== Stored data entries ==
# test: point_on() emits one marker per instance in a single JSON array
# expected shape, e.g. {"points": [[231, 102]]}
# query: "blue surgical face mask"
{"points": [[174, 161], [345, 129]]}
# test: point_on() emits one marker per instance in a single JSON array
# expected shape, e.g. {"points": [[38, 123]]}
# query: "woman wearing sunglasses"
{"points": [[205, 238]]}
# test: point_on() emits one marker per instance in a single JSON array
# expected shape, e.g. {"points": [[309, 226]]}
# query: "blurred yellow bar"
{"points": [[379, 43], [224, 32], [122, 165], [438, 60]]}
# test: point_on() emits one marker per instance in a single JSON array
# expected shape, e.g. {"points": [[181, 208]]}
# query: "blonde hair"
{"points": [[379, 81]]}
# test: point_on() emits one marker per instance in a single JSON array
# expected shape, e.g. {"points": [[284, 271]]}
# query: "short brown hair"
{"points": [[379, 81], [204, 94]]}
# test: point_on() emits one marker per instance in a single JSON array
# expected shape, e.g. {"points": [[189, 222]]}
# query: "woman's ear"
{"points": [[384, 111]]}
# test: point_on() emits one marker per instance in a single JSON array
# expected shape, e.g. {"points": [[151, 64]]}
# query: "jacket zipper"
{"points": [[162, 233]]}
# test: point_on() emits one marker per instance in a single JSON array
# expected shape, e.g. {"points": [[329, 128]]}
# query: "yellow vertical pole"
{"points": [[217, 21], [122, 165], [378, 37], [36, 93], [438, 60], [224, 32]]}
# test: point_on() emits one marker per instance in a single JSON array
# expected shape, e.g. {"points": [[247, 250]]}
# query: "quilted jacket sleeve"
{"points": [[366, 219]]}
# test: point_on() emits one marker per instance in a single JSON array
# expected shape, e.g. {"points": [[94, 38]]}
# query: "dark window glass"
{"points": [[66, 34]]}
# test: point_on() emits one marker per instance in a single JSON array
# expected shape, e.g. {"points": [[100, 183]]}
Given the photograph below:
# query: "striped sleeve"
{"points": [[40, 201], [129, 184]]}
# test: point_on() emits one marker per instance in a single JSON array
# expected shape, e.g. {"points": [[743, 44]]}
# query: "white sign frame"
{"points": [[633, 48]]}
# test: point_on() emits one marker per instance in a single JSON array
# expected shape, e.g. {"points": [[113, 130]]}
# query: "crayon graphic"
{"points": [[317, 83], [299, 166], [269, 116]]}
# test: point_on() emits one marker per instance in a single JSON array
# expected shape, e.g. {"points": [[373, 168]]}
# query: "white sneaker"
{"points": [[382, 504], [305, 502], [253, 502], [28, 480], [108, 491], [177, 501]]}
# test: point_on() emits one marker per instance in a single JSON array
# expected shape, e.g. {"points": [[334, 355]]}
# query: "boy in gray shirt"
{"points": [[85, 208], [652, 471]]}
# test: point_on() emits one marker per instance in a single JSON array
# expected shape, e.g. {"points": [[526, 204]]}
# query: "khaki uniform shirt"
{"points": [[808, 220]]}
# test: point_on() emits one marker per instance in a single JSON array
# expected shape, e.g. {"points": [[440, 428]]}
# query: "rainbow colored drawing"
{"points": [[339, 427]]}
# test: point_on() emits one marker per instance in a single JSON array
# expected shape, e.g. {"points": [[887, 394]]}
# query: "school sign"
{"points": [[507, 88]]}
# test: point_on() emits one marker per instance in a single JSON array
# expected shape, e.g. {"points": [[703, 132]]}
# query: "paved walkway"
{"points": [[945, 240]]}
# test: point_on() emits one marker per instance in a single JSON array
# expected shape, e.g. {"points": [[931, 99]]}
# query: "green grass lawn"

== Description of the task ==
The response must contain every entry, each one identical to the original.

== Problem solution ==
# test: point_on() emits one marker per instance in a single JSON array
# expected shape, e.g. {"points": [[231, 102]]}
# query: "blue surgical face mask"
{"points": [[174, 161], [345, 129]]}
# test: point_on() emits one marker per instance in a single JSON array
# expected shape, e.g. {"points": [[38, 123]]}
# query: "woman wearing sunglasses"
{"points": [[205, 238]]}
# test: point_on() emits one marker per instance in a single JSON array
# expected shape, e.g. {"points": [[309, 226]]}
# query: "blurred yellow bar"
{"points": [[379, 43], [224, 32], [122, 165], [438, 60]]}
# test: point_on() emits one marker per instance in a single JSON array
# expected shape, e.g. {"points": [[181, 208]]}
# query: "blonde hair"
{"points": [[379, 81]]}
# test: point_on() emits one marker per instance in a single JSON array
# expected shape, e.g. {"points": [[284, 271]]}
# query: "short brown hair"
{"points": [[379, 81], [204, 94]]}
# test: point_on() emits one marker per instance in a single JSON array
# expected shape, e.g. {"points": [[189, 222]]}
# query: "woman's ear"
{"points": [[384, 111]]}
# test: point_on() emits one marker per instance in a single JSON array
# expected shape, e.g. {"points": [[151, 64]]}
# query: "jacket zipper"
{"points": [[162, 233]]}
# test: point_on() emits one marker per instance in a single JSON array
# expected shape, e.g. {"points": [[329, 128]]}
# query: "yellow vertical pole"
{"points": [[217, 21], [122, 165], [378, 37], [36, 93], [438, 60], [224, 32]]}
# test: point_on() emits one marker per instance in a single JSON array
# expected shape, e.g. {"points": [[247, 250]]}
# query: "quilted jacket sleeve"
{"points": [[366, 219]]}
# test: point_on() emits one marker per instance in a single JSON array
# expected shape, e.g. {"points": [[94, 38]]}
# query: "dark window glass"
{"points": [[66, 34]]}
# test: point_on() emits one marker per instance in a single JSON array
# expected shape, e.g. {"points": [[100, 183]]}
Given the photograph below:
# query: "striped sleeve"
{"points": [[40, 201], [129, 184]]}
# test: point_on() emits one marker per instance in a single JSON array
# expected shape, e.g. {"points": [[743, 44]]}
# query: "white sign frame"
{"points": [[633, 48]]}
# test: point_on() emits one marker per instance in a single JSON array
# expected shape, e.g. {"points": [[113, 130]]}
# query: "crayon graphic"
{"points": [[317, 83], [299, 166], [269, 116]]}
# test: point_on() emits one marker per instance in a single JSON array
# expected shape, e.g. {"points": [[373, 168]]}
# query: "white sneaker"
{"points": [[382, 504], [305, 502], [253, 502], [28, 480], [108, 491], [177, 501]]}
# test: point_on() emits one marker per instance in a single JSON array
# expected shape, e.g. {"points": [[334, 355]]}
# query: "boy in gray shirt"
{"points": [[85, 208], [652, 471]]}
# test: point_on() emits one marker per instance in a single JSON array
# expected shape, e.g. {"points": [[526, 204]]}
# query: "khaki uniform shirt"
{"points": [[808, 220]]}
# test: point_on() emits one marker per instance in a single JSON array
# expected shape, e.g. {"points": [[440, 428]]}
# query: "rainbow colored drawing"
{"points": [[339, 427]]}
# test: point_on() emits one marker per instance in a single JSON array
# expected shape, e.g. {"points": [[887, 394]]}
# query: "school sign"
{"points": [[507, 88]]}
# test: point_on() emits one marker per instance in a single JSON array
# expected shape, e.g. {"points": [[703, 132]]}
# query: "paved walkway"
{"points": [[945, 240]]}
# test: point_on() emits one marker per instance in a single JSON array
# expected shape, e.g. {"points": [[931, 99]]}
# query: "green grass lawn"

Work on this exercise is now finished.